*Supplied passage*:

◆ ◆ ◆ ◆ ◆

Lomas & Others v JFB Firth Rixson Inc & Others  EWCA Civ 419
Four appeals were jointly heard in a single hearing concerning Events of Default under 1992 ISDA Master Agreements between Lomas and four other differing parties, regarding the efficacy of conditions in the standard Master Agreement. The case offered definitive answers to the interpretation of the Agreement, and under English law, came to the opposite conclusion that New York courts had in the Metavante ruling.
The judgment can be found here.
Four previous appeals:  EWHC 3372 (Ch),  EWHC 718 (Ch),  EWHC 1692 (Comm) and  EWHC 692 (Comm), were co-appealed in a single appeal. Despite the fact that each of the four individual appeals differed slightly, each had an Event of Default that had occurred under a 1992 ISDA Master Agreement, two with an Automatic Early Termination and two without.
Each Agreement had stated that the parties had entered into one or more transactions governed by the ISDA Master Agreement between each two parties. The ISDA Master Agreements stated that non-occurrence of an Event of Default was a “condition precedent” to payment obligations. The non-Defaulting Parties subsequently claimed that as the Event of Default ate into the time that the contracts matured, they would not have to pay the sums and were entitled to windfall. This went to appeal at the Court of the Appeal, where all four cases were co-joined.

◆ ◆ ◆ ◆ ◆

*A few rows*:
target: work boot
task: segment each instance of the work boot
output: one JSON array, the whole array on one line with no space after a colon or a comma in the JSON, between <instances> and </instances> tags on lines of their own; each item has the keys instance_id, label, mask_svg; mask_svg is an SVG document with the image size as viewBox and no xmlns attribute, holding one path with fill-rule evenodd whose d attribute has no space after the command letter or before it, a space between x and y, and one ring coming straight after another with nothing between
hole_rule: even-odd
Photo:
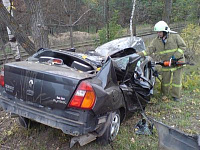
<instances>
[{"instance_id":1,"label":"work boot","mask_svg":"<svg viewBox=\"0 0 200 150\"><path fill-rule=\"evenodd\" d=\"M172 100L175 101L175 102L179 102L180 101L180 99L177 98L177 97L172 97Z\"/></svg>"}]
</instances>

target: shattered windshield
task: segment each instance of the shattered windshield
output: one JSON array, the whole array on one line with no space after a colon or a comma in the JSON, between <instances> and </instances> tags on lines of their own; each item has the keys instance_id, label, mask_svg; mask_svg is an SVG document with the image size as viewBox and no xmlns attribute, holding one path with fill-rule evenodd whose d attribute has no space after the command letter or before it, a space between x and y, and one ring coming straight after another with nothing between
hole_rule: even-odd
<instances>
[{"instance_id":1,"label":"shattered windshield","mask_svg":"<svg viewBox=\"0 0 200 150\"><path fill-rule=\"evenodd\" d=\"M95 51L101 56L107 57L122 50L130 50L129 48L136 50L136 52L143 51L145 50L144 41L139 37L119 38L97 47Z\"/></svg>"}]
</instances>

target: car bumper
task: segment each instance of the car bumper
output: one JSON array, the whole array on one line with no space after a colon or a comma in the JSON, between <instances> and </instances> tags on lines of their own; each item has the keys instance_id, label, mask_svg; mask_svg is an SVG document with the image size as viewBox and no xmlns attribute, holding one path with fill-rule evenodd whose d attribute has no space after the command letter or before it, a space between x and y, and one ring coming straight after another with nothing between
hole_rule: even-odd
<instances>
[{"instance_id":1,"label":"car bumper","mask_svg":"<svg viewBox=\"0 0 200 150\"><path fill-rule=\"evenodd\" d=\"M7 112L61 129L65 134L72 136L80 136L93 132L100 128L107 120L107 116L97 118L89 111L74 109L56 110L45 107L36 108L30 104L27 105L27 103L19 99L12 99L2 95L0 95L0 105Z\"/></svg>"}]
</instances>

◆ ◆ ◆ ◆ ◆

*What to work on*:
1) Reproduce the Lomas case summary word for word, from "The judgment can" to "and two without.".
2) Resume the Lomas case summary, picking up right after its final sentence.
These rows have no connection to the Lomas case summary.

*Answers*:
1)
The judgment can be found here.
Four previous appeals:  EWHC 3372 (Ch),  EWHC 718 (Ch),  EWHC 1692 (Comm) and  EWHC 692 (Comm), were co-appealed in a single appeal. Despite the fact that each of the four individual appeals differed slightly, each had an Event of Default that had occurred under a 1992 ISDA Master Agreement, two with an Automatic Early Termination and two without.

2)
It was found that the underlying debt obligation was undisturbed by the Event of Default; if the Event of Default was cured before the transactions were terminated then the previously suspended payment obligations of the non-defaulting party were to resume.
As the first two parties elected not to use the Automatic Early Termination provisions in the Master Agreement, that underlying debt remains, even if the early payment obligation is inoperable, pursuant to the decision in Enron Australia v TXU Electricity  NSWSC 1169.
LJ Longmore expressed that as there was no concept of expiration articulated in the Agreement and similarly there was no event in which this could arise. However, it would be possible for the Non-defaulting Party to terminate early after the maturity of the Transaction, where described in the Schedule as provided in section(6)(a) of the Agreement.
The court also heard that it was difficult for Section 2(a)(iii) to offend the anti-deprivation rule, but that the correct response would be to examine each Transaction individually, and seek justification as a response to liquidation that one of the parties was going into, triggering the Event of Default. This was in context to the second appeal.
The court also upheld the existing judgement made in Pioneer Freight Co Ltd v TMT Asia Ltd  2 Lloyds Rep 96, stating that the condition precedent did not affect the underlying debt accruing and being calculated in accordance with the terms of the agreement.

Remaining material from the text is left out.